From the first line down to the one containing "positive clicks: (965, 639)", reproduce the entries below exactly and leave out the pictures.

======== Data provided ========

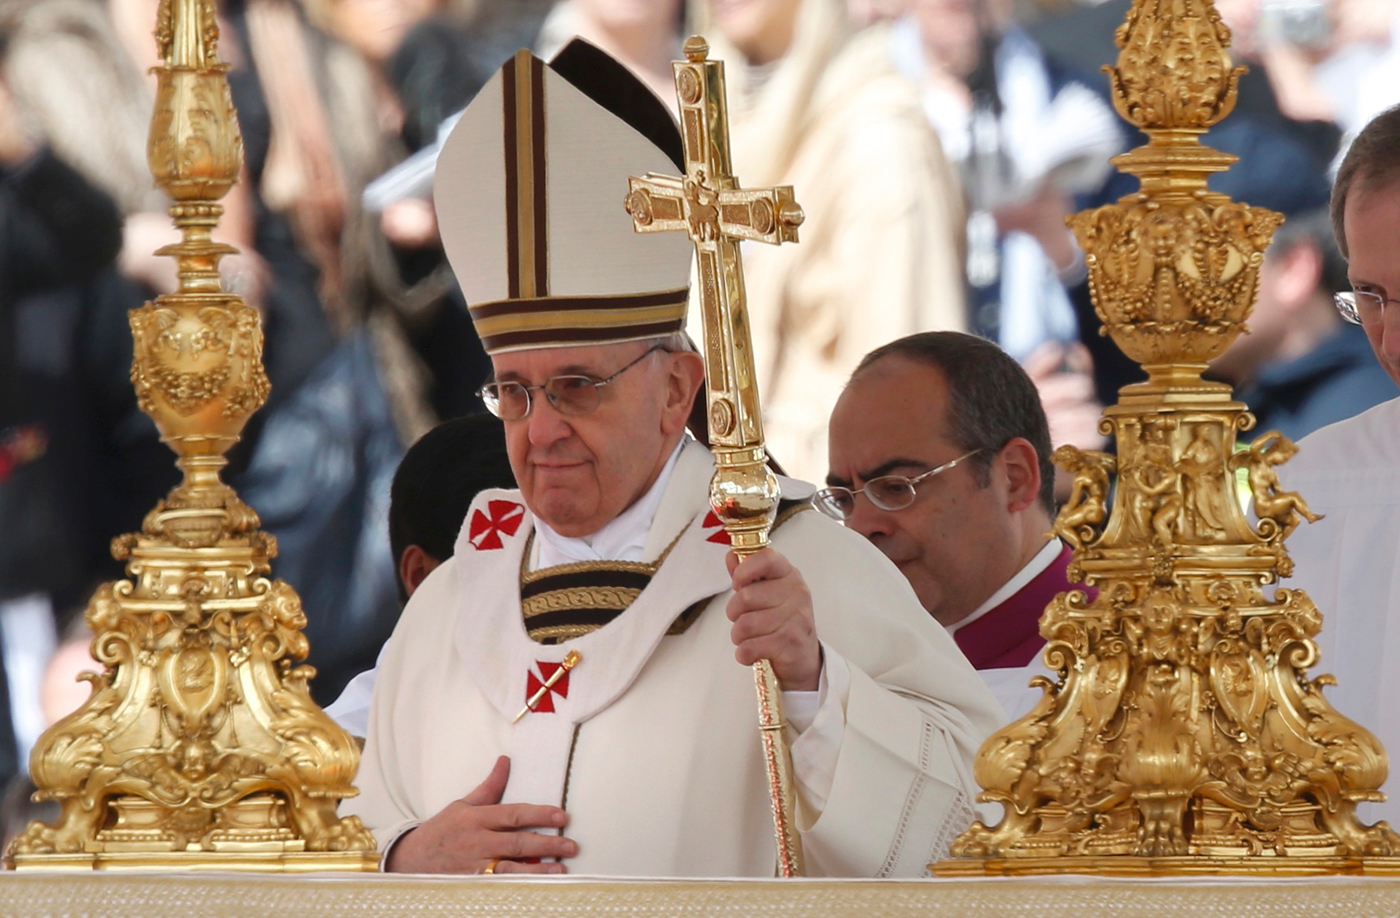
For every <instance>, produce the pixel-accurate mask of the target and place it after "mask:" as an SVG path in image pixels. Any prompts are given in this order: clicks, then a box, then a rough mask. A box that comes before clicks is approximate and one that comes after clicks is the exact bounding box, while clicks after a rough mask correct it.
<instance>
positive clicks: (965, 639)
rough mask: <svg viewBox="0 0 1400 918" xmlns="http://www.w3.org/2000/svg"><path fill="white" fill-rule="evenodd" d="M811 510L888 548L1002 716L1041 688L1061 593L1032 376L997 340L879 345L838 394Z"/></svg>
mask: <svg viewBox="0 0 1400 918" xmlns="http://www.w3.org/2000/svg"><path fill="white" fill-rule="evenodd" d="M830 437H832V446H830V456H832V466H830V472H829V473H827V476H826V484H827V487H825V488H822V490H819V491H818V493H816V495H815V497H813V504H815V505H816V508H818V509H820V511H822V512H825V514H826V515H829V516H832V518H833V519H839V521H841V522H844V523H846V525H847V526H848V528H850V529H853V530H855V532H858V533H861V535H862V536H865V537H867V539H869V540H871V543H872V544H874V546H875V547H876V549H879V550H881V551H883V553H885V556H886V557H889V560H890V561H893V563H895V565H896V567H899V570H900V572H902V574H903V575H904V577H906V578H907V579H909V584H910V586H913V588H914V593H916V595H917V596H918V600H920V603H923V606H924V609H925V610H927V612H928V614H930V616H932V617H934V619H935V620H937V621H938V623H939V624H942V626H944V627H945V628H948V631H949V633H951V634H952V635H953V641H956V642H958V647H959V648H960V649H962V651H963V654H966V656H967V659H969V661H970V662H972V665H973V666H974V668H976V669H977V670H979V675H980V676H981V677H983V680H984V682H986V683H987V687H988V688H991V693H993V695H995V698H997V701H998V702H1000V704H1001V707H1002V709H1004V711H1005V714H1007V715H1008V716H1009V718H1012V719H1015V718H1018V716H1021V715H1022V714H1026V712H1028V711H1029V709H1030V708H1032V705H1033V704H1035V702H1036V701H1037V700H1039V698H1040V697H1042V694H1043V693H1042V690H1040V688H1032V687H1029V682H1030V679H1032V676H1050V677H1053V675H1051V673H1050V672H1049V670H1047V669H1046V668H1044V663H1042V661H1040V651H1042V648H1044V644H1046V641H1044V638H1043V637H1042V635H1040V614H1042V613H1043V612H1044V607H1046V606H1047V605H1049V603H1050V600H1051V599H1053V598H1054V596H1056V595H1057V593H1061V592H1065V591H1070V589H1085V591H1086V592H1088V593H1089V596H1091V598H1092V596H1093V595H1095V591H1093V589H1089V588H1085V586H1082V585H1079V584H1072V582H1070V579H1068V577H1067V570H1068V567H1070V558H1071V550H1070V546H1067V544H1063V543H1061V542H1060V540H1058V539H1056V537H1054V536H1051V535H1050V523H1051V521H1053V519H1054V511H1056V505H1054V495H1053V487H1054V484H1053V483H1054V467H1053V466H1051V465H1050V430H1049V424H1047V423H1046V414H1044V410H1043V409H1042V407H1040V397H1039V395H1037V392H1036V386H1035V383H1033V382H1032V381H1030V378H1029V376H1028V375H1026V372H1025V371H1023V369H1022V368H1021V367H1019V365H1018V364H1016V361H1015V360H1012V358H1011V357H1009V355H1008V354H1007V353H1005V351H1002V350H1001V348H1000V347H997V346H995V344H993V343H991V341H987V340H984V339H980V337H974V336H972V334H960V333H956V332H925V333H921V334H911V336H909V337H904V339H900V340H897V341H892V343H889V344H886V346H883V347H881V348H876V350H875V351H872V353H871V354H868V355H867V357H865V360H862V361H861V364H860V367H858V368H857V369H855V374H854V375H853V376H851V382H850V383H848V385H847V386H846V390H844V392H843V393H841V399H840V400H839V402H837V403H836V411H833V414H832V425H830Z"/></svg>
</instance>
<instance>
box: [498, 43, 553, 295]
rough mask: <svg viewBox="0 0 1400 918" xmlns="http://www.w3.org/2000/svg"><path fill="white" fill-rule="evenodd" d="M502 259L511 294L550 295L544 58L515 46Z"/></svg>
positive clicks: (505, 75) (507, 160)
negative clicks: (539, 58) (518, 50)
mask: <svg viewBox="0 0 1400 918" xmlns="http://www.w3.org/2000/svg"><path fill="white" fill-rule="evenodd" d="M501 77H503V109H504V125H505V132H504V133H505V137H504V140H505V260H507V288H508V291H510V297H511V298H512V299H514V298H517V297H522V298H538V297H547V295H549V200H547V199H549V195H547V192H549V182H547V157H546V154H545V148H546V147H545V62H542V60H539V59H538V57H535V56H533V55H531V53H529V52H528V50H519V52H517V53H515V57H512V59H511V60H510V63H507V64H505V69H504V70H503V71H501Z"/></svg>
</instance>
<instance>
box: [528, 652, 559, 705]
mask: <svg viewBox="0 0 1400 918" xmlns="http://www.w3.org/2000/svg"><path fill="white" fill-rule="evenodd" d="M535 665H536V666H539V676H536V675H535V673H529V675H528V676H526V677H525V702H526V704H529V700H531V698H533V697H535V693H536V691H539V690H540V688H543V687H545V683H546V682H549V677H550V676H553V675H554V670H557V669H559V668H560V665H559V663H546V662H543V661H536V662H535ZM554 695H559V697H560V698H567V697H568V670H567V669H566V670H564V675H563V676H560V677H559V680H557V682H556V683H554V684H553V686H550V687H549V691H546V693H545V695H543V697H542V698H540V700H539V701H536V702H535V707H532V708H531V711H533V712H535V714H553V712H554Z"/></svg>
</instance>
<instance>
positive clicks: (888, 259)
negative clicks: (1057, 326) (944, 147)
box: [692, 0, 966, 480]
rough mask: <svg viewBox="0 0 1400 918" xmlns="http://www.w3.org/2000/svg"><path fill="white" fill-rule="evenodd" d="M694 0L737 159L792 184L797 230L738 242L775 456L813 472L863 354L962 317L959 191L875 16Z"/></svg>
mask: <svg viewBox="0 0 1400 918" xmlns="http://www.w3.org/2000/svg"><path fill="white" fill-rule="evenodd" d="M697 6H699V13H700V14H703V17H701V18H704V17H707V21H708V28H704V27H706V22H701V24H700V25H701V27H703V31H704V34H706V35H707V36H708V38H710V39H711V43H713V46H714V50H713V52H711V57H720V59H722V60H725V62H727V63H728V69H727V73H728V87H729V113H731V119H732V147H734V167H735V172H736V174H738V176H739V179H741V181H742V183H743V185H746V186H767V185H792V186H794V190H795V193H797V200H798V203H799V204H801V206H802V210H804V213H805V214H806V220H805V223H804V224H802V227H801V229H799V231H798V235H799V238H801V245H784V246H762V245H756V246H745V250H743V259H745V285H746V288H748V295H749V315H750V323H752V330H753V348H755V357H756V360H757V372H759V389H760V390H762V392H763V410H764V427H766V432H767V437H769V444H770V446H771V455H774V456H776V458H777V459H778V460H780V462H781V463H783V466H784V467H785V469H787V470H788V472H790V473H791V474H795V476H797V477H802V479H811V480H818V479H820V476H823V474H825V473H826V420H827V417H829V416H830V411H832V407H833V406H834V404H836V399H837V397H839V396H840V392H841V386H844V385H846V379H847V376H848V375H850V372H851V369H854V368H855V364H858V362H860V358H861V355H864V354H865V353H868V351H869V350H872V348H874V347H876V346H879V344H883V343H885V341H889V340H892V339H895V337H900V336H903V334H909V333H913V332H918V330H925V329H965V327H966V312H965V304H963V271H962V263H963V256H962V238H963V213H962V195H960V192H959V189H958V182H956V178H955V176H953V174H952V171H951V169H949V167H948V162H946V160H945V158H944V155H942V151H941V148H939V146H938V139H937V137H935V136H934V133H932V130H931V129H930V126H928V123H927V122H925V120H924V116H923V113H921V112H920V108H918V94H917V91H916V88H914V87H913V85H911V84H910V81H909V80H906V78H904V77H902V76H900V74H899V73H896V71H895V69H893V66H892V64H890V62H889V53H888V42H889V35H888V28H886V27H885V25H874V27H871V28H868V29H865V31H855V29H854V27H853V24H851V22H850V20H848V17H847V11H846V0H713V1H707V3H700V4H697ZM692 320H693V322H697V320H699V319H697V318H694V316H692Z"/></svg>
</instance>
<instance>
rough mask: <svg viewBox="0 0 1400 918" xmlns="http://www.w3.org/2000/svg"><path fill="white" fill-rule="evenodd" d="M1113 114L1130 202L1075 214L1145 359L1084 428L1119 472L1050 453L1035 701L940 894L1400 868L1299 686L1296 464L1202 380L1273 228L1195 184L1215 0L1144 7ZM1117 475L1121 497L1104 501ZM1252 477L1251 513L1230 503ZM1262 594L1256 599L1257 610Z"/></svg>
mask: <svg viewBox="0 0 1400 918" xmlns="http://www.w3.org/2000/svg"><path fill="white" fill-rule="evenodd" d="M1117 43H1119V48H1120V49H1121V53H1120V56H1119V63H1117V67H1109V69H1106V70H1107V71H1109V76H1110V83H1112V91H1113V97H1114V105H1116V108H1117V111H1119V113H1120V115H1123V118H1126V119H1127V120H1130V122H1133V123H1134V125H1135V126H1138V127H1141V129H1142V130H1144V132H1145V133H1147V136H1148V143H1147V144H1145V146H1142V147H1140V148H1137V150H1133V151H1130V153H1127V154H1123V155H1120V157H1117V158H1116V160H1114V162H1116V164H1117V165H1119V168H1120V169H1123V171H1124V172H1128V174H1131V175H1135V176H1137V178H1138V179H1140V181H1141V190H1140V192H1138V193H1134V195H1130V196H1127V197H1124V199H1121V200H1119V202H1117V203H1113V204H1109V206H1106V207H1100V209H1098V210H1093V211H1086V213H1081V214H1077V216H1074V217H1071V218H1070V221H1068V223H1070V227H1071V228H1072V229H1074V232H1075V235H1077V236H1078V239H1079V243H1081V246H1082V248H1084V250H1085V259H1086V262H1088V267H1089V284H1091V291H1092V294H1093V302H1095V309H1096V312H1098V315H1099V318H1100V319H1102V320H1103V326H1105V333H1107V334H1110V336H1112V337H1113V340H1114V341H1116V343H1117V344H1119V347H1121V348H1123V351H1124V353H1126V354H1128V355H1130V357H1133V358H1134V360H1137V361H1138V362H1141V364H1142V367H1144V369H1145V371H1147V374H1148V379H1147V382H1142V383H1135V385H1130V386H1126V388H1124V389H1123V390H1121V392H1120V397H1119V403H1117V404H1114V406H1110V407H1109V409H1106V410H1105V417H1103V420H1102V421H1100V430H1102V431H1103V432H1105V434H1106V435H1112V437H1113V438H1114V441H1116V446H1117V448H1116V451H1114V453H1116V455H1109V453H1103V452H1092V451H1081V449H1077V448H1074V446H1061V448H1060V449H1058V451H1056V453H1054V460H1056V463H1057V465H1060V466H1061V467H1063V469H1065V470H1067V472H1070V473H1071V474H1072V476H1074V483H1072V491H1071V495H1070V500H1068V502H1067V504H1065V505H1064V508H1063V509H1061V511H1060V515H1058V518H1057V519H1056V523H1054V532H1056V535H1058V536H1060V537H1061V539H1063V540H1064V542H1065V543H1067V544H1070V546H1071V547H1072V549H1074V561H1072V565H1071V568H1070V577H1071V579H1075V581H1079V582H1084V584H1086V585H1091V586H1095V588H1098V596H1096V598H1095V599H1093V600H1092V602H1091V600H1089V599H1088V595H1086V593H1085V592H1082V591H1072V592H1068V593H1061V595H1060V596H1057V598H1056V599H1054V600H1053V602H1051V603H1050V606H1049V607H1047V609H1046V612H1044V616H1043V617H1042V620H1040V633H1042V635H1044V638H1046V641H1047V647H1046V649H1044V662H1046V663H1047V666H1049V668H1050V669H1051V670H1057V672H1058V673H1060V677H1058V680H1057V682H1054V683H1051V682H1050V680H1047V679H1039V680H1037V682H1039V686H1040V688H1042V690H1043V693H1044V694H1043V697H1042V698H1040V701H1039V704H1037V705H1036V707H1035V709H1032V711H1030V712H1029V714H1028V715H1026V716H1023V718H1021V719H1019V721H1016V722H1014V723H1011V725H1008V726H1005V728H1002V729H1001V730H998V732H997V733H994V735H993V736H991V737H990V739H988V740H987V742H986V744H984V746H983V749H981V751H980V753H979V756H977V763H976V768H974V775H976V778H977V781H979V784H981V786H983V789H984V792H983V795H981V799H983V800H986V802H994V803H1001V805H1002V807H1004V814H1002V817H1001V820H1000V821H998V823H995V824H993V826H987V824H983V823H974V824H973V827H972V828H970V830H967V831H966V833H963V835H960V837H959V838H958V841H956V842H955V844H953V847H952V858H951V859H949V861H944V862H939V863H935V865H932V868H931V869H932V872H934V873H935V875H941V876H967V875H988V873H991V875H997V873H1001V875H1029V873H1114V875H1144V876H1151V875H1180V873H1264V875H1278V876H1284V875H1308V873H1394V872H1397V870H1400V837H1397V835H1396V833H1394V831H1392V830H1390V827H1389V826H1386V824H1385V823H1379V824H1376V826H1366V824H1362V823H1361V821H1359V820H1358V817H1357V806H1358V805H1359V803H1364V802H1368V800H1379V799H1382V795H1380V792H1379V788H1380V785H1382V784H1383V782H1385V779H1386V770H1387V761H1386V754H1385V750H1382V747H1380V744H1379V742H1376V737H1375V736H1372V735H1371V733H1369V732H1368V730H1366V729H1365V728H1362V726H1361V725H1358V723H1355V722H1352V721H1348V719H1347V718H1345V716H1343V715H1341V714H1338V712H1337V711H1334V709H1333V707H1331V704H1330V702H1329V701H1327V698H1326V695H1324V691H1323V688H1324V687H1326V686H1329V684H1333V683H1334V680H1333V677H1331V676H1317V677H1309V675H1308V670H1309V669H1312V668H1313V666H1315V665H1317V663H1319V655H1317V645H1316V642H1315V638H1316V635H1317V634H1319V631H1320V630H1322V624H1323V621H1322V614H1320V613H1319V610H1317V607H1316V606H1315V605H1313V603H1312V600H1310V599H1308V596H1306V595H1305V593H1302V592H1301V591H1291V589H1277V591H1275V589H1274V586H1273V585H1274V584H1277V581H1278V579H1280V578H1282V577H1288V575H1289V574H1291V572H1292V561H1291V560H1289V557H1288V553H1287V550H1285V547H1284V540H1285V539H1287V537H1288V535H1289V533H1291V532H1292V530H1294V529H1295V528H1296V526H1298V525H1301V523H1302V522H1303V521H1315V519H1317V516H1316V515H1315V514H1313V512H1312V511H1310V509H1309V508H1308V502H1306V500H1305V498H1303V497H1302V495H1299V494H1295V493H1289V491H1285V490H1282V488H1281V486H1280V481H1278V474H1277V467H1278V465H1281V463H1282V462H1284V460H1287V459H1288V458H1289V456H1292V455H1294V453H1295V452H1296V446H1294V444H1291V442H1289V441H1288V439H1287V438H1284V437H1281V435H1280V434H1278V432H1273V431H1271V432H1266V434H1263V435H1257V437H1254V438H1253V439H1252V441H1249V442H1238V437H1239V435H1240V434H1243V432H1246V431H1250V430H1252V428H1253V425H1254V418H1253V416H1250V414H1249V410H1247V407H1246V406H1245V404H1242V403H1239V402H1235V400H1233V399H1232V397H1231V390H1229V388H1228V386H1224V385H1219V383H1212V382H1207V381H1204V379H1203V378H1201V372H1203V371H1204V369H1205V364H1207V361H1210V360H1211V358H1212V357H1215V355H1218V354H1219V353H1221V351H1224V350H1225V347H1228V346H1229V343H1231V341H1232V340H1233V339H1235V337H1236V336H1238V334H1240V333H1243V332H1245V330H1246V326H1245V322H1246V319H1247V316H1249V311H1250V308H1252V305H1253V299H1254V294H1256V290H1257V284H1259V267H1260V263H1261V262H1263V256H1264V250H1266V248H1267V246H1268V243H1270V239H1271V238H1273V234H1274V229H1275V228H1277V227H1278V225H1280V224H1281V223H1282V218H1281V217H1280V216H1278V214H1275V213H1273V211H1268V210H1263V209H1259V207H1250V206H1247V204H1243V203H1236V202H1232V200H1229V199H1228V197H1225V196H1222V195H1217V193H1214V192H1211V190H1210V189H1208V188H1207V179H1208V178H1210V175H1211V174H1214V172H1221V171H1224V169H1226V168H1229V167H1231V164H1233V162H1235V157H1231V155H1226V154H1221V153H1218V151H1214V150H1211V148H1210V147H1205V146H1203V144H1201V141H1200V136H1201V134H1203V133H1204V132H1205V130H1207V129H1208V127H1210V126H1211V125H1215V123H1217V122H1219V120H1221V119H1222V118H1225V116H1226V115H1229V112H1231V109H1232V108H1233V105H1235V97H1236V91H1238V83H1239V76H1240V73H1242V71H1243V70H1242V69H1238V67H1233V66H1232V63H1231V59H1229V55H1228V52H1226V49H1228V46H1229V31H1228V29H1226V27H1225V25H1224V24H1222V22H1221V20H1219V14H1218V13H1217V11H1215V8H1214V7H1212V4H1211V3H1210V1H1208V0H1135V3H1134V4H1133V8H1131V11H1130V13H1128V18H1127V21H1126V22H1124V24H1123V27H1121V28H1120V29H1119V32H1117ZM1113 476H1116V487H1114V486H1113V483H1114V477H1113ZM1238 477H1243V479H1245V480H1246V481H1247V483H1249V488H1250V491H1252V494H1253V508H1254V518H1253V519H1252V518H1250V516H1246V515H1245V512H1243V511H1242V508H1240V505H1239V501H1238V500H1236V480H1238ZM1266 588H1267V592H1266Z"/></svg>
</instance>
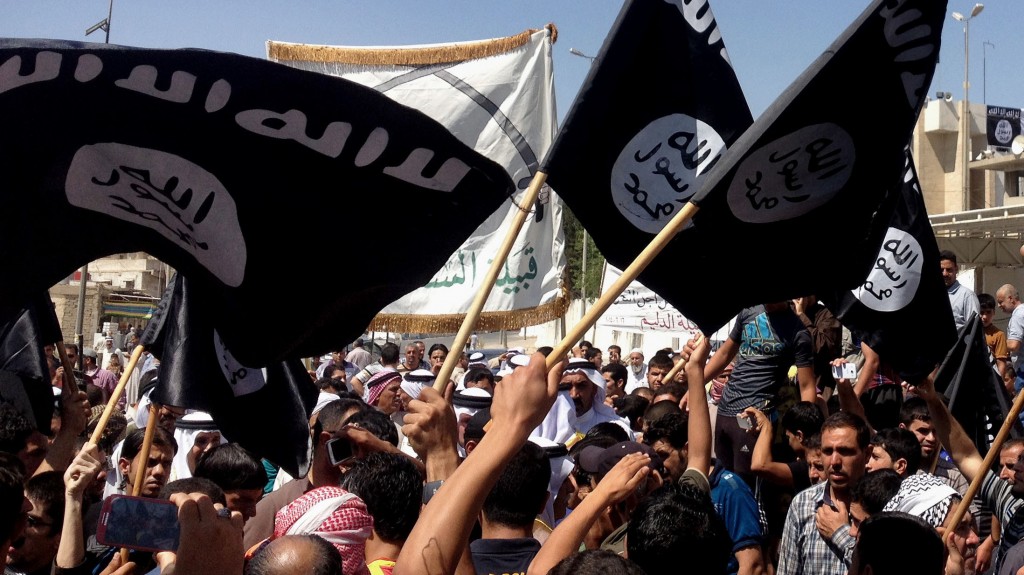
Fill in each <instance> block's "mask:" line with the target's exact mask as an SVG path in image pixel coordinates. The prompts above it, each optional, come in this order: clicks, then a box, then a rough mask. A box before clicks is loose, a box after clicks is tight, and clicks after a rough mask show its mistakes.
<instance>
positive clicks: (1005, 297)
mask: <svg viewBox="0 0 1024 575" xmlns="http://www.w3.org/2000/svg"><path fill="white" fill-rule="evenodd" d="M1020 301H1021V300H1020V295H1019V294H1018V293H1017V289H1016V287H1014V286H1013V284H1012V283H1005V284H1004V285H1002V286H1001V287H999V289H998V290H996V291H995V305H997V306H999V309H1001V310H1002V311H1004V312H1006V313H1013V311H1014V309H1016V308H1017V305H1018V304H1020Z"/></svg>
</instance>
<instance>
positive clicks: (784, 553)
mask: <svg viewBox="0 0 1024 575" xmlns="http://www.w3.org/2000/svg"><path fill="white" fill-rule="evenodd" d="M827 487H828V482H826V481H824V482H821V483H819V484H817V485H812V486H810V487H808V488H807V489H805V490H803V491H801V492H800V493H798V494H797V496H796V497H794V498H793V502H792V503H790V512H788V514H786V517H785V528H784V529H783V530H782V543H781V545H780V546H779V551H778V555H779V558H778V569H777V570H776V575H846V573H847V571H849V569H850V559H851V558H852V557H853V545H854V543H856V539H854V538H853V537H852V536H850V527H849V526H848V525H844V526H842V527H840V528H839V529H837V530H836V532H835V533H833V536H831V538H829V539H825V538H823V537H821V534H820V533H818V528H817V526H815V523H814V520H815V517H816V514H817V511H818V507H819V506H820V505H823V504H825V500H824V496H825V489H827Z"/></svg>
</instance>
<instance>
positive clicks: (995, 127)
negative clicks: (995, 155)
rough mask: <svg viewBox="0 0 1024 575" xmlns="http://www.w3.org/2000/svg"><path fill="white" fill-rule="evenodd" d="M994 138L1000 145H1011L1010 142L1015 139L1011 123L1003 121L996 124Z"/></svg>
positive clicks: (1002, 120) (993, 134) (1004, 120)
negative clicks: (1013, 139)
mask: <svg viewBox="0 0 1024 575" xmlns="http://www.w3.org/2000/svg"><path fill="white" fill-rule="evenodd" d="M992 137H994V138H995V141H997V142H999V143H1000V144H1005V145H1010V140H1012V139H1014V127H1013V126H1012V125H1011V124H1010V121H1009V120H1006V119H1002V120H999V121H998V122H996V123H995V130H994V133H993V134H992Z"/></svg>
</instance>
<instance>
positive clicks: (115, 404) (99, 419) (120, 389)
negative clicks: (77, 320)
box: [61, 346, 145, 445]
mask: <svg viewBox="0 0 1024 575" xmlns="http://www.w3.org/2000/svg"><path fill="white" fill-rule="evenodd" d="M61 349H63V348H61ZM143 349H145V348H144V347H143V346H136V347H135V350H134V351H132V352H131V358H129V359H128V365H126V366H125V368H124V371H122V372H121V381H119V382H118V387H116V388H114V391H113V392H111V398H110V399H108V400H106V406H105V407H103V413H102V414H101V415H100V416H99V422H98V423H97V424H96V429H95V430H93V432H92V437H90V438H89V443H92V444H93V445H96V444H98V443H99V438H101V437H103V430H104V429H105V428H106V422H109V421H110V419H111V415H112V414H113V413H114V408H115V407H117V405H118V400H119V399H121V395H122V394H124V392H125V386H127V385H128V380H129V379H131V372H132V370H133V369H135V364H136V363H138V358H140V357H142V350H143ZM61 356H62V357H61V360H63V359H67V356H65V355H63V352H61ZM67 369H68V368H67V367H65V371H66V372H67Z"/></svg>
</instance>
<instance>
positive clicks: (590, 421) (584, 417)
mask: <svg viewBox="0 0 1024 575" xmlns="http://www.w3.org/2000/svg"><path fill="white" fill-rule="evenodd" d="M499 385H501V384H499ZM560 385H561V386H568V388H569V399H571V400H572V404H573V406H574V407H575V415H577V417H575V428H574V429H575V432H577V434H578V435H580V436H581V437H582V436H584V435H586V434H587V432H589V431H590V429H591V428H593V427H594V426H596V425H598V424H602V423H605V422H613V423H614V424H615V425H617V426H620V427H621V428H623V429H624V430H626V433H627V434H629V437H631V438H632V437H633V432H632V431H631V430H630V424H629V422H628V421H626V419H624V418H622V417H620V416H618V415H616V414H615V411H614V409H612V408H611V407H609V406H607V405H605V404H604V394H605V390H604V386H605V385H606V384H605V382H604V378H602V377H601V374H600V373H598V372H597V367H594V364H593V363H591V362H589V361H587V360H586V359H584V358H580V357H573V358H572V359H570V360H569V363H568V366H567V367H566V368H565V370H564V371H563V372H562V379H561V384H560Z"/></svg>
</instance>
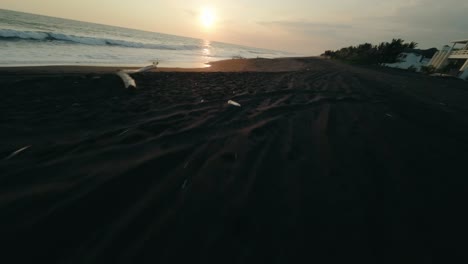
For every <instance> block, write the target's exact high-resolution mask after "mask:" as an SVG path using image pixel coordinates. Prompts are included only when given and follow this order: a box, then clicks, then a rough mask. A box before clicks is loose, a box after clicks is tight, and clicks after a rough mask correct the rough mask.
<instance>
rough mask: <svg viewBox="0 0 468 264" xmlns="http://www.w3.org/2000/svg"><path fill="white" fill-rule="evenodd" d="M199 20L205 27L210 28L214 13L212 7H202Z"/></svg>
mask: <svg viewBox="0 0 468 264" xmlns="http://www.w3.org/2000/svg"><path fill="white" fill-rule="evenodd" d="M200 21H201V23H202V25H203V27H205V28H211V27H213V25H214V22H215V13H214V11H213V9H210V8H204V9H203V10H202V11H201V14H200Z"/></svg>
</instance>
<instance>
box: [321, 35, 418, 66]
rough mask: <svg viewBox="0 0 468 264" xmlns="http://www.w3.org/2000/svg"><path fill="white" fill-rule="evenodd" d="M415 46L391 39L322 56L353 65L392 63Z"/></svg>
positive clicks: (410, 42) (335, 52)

========

=== Response to the task ===
For every <instance>, produce the pixel-accurate mask of the target and place it after "mask:" as an SVG path in image pixels. Any prompts are given in this order: clicks, then a box, then a rough mask. A box that comes before clicks is approximate and one that comes after clicks is the exact bounding box, while clicks after a rough mask correct it.
<instance>
positive clicks: (965, 639)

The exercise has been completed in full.